◆ OBJECTIF DE L'EXERCICE: Dans le résumé du roman Infrarouge, rebaptisez « Florence » en « Venise ». Recopiez le passage qui commence à « InfrarougeRoman308 pages édité » et se termine à « pas au rendez-vous. » avec ce changement.

InfrarougeRoman308 pages édité chez Acte Sud en mai 2010
RésuméArtiste
et reporter-photographe, Rena Greenblatt rejoint à Florence son père
Simon et sa belle-mère Ingrid pour une semaine de promenades parmi les
splendeurs de la Renaissance. Mais l'idylle n'est pas au rendez-vous.
Naguère scientifique brillant, Simon est désormais un homme fatigué à
l'élocution hésitante, et sa femme - solide nature batave - semble peu
réceptive aux chefs-d'oeuvre toscans. Le couple parental traîne la
patte. Et Rena, toute au regret de Paris et de son jeune amant Aziz,
s'impatiente. Alors lui viennent quantité de souvenirs, fantasmes et
pensées secrètes qu'elle ne petit partager qu'avec Subra, son "amie
spéciale", son double, son invisible confidente. Seule Subra sait à
quels infrarouges réagit Rena : désir et déchirements de la maternité,
beauté et liberté du sexe, émotion devant les corps masculins
débarrassés de leurs oripeaux machistes, et que Rena adore photographier
dans l'abandon de la jouissance... Des chapitres vifs et brefs mêlent
présent et passé, révoltes en banlieue parisienne (on est en octobre
2005) et insurrection intime, retours du refoulé - l'enfance émerveillée
et endolorie, l'adolescence saccagée - et mirages de la clairvoyance.

(Enregistrements d'annotation par points)
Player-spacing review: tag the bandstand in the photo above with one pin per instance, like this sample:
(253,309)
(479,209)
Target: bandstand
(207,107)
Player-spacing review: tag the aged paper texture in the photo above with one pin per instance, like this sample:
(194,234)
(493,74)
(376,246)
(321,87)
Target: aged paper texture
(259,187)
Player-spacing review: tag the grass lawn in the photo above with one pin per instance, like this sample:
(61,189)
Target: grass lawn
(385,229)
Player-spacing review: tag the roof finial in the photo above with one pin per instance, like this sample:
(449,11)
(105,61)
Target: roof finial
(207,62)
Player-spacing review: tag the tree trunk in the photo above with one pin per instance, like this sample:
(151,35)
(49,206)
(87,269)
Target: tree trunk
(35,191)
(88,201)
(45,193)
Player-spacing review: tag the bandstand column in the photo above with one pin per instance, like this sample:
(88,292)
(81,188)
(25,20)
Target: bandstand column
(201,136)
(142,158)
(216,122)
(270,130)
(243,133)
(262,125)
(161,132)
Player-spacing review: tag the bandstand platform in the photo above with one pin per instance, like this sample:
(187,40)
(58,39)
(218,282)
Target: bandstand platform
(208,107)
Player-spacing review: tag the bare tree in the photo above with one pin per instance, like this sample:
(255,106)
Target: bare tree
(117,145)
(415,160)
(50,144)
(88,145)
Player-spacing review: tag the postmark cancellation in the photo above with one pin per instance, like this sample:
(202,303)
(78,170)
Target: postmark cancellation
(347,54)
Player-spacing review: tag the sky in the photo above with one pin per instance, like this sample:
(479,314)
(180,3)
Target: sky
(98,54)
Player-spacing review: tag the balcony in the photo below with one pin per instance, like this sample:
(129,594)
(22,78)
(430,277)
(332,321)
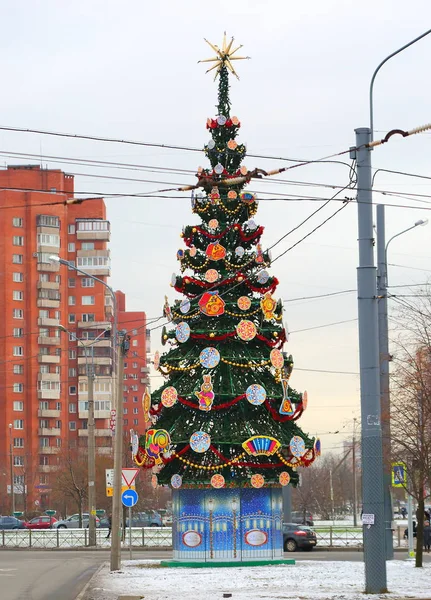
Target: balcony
(49,267)
(49,450)
(48,285)
(48,377)
(48,413)
(93,230)
(47,468)
(97,432)
(45,431)
(50,359)
(47,340)
(48,394)
(47,303)
(45,322)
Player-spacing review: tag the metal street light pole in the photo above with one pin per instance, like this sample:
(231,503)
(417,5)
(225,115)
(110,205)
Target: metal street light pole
(371,433)
(118,403)
(12,487)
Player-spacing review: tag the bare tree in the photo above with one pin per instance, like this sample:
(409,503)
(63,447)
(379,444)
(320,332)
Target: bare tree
(411,403)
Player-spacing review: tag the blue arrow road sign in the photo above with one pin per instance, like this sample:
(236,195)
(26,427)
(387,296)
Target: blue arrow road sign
(129,497)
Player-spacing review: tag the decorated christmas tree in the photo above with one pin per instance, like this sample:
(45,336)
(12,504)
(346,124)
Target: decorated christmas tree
(226,414)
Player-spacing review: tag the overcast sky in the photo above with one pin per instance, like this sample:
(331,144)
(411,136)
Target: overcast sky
(129,70)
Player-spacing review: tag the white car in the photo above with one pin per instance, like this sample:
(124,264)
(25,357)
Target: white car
(73,522)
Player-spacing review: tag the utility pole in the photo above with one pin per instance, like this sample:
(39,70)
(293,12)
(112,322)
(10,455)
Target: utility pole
(91,452)
(382,294)
(355,499)
(371,433)
(123,347)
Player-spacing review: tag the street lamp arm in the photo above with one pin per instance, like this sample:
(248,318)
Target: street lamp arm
(378,69)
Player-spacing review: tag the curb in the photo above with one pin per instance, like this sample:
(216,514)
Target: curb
(82,593)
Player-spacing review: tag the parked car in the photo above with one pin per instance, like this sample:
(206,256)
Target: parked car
(73,522)
(298,537)
(298,516)
(42,522)
(11,523)
(148,518)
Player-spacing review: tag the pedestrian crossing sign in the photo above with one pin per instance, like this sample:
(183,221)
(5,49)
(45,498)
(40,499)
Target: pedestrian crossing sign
(399,474)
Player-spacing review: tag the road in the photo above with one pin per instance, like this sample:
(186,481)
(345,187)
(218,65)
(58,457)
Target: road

◆ CORRIGÉ:
InfrarougeRoman308 pages édité chez Acte Sud en mai 2010
RésuméArtiste
et reporter-photographe, Rena Greenblatt rejoint à Venise son père
Simon et sa belle-mère Ingrid pour une semaine de promenades parmi les
splendeurs de la Renaissance. Mais l'idylle n'est pas au rendez-vous.